◆ EXERCISES TO COMPLETE ◆
1) In the passage about the band Town Mountain, where is the CD release party planned?
2) Write what comes next in the passage about the band Town Mountain, starting after its final sentence.

Top of EXCERPT TO READ

Musical influence, fine-tuned vocals, precision crafted instrumentalists, and charming stage presence are all ingredients in what makes a sound…unique. One more ingredient that is essential in producing this sound: new songs. Town Mountain has the capacity to bring fresh and exciting material to their high quality music. With topics ranging from love lost and heartache to the weariness of a midnight drive across America’s heartland to politically charged topics that most steer clear of. You will find that Town Mountain’s songwriting is heartfelt, sincere and honest. Their upcoming album, Steady Operator, has an official street date of  May 10th and the band is planning a CD release party at The Grey Eagle in Asheville, NC on March 19th.

Bottom of EXCERPT TO READ
Top of DATA LISTING

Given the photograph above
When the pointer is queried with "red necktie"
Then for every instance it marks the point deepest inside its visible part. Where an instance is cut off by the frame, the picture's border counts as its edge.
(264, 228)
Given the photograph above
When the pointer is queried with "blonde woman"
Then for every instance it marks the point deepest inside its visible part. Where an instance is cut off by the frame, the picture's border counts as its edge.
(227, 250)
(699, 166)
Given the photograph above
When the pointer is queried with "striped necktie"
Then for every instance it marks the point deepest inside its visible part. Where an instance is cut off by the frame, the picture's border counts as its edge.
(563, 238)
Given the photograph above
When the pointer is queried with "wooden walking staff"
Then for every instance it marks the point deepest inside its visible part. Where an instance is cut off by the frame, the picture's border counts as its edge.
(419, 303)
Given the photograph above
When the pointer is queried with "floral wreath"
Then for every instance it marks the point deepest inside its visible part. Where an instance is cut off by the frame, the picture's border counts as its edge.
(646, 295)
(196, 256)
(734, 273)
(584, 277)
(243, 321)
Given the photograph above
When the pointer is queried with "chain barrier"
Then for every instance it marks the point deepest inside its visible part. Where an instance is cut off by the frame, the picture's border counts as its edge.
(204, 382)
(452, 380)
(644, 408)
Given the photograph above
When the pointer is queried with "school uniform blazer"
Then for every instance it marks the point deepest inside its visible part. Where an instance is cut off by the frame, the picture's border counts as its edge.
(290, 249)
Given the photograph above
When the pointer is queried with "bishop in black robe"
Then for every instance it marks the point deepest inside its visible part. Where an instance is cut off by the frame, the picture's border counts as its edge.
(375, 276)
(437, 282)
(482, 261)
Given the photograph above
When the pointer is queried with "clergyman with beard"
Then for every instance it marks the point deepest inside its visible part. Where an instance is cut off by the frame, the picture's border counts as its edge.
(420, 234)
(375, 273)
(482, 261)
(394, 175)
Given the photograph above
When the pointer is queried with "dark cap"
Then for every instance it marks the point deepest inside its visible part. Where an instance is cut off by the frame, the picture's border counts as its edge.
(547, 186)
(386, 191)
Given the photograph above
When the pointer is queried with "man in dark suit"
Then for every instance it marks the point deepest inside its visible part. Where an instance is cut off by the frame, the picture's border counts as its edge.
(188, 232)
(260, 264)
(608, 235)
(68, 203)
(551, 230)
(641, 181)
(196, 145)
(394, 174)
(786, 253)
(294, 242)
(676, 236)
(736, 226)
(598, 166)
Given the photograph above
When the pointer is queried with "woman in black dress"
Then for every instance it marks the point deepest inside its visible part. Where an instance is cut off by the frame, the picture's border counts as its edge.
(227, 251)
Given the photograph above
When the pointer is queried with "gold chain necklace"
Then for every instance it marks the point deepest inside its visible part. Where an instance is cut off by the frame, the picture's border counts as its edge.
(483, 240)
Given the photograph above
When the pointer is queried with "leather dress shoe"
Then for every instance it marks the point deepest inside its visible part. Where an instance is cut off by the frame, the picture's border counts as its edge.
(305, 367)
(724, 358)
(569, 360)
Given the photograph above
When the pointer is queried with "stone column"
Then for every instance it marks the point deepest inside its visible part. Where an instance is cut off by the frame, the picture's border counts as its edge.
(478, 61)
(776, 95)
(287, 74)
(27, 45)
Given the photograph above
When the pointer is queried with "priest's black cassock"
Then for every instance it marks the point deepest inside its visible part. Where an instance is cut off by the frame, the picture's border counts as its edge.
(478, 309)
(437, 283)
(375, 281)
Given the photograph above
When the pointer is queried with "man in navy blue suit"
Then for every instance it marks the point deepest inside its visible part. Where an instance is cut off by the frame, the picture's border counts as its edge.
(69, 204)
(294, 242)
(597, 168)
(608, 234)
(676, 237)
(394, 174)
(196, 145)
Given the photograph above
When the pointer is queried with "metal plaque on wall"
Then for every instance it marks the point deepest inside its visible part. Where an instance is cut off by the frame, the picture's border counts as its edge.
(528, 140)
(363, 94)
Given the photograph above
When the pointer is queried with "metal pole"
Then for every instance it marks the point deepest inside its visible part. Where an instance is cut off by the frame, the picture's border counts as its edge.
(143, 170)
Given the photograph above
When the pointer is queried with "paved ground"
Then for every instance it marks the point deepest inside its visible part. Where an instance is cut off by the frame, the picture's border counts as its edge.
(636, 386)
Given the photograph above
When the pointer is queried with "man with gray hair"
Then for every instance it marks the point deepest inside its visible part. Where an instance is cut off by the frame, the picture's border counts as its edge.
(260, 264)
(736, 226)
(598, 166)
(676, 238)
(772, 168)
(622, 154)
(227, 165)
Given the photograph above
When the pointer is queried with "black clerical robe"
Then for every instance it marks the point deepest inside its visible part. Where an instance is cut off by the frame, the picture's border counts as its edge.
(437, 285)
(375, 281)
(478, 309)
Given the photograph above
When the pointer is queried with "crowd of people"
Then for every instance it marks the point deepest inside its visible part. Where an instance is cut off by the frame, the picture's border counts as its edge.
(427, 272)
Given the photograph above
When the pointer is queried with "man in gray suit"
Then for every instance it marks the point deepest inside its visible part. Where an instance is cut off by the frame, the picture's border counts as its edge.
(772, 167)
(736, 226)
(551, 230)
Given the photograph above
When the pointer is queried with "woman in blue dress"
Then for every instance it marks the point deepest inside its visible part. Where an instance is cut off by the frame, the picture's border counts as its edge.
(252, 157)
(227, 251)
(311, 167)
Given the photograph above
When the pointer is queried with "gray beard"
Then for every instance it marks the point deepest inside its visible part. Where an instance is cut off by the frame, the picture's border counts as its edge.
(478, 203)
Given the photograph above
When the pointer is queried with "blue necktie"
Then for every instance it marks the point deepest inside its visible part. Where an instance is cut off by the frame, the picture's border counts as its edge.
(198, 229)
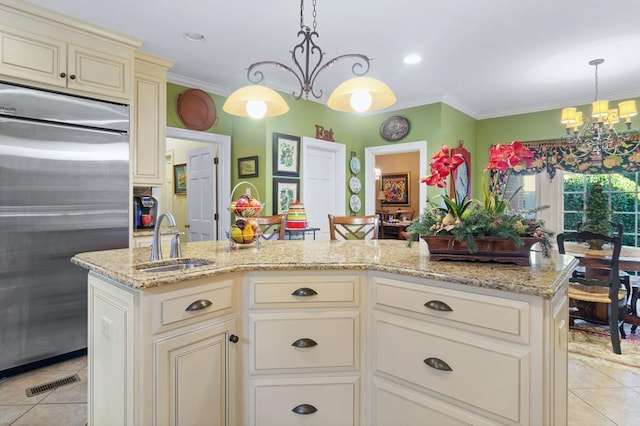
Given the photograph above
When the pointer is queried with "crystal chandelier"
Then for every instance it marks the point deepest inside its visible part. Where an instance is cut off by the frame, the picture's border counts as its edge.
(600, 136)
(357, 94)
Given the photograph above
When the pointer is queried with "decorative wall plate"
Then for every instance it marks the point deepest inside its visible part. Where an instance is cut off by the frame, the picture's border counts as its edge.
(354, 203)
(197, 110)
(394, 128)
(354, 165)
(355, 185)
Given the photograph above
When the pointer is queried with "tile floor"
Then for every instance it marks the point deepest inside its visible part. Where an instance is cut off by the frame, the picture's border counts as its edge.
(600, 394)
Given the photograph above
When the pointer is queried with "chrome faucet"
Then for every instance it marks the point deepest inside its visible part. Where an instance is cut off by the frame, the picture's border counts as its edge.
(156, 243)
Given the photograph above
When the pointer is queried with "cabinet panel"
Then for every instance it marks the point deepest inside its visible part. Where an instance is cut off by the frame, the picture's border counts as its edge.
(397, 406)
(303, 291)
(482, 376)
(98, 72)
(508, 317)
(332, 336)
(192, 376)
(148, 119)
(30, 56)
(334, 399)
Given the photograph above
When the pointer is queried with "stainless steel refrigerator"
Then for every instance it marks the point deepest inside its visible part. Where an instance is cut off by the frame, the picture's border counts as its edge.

Bottom of DATA LISTING
Top of DATA LISTING

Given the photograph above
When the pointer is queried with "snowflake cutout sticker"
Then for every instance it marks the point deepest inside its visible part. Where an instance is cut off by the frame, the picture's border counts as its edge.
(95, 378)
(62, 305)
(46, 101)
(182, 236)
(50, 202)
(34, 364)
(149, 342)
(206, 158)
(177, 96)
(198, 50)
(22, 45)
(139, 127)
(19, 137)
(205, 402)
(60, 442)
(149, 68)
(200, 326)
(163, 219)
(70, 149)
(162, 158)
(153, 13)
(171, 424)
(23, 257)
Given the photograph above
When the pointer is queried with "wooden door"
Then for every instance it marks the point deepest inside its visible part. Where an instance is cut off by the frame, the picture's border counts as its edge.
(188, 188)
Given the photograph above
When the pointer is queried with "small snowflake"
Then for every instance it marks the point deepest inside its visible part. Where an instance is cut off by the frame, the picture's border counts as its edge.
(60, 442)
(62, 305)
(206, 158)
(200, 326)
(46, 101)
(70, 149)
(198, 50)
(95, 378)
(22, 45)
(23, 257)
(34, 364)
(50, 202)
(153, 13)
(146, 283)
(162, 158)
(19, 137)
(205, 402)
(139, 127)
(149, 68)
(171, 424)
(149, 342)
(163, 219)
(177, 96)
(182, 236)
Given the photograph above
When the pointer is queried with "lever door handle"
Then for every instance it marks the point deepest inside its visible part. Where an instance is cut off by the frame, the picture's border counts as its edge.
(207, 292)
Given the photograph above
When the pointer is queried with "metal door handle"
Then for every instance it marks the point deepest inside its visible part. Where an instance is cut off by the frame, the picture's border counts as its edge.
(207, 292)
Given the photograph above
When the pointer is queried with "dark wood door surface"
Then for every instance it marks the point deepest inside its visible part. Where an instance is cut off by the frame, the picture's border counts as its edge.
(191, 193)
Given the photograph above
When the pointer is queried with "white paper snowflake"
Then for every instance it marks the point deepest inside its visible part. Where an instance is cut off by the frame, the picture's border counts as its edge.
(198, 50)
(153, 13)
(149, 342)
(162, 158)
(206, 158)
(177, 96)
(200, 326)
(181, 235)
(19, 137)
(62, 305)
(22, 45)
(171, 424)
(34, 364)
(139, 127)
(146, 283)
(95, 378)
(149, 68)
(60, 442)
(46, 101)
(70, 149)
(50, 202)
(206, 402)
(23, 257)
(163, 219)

Bottom of DATA LISTING

◆ REPLIES ◆
1) At The Grey Eagle in Asheville, NC, on March 19th.

2)
“This album is a culmination of thousands of miles traveled across America, playing for audiences as diverse as the traditional bluegrass crowd to the hippie jam band contingent in big cities and festivals to pubs and house concerts. Diverse audiences that have one thing in common, a love for inspired, original, well played music, performed with a spirit that appeals to fans of all types and ages.” -Mike Bub, Steady Operator Producer and Grammy winner with The Del McCoury Band

www.townmountain.net

http://pinecastlemusic.com/pressrelease/2011/townmountain.html

Booking:
Rob Miller
Pickin’ Productions
pickinproductions@gmail.com

www.pickinproductions.com

About Pinecastle Records:
Pinecastle Records has been a key player in the transmission of bluegrass music to the masses for the last 20 years. Orlando, Florida business man Tom Riggs started the label in 1989 as a favor to a friend who was looking for an outlet for their newly recorded CD. Pinecastle has long developed young artists including Kristin Scott Benson, Terry Eldredge, and Josh Williams and has also been the home to bluegrass legends such as the Osborne Brothers, Jim & Jesse, and Charlie Waller & the Country Gentlemen. In all, it has released nearly 250 projects.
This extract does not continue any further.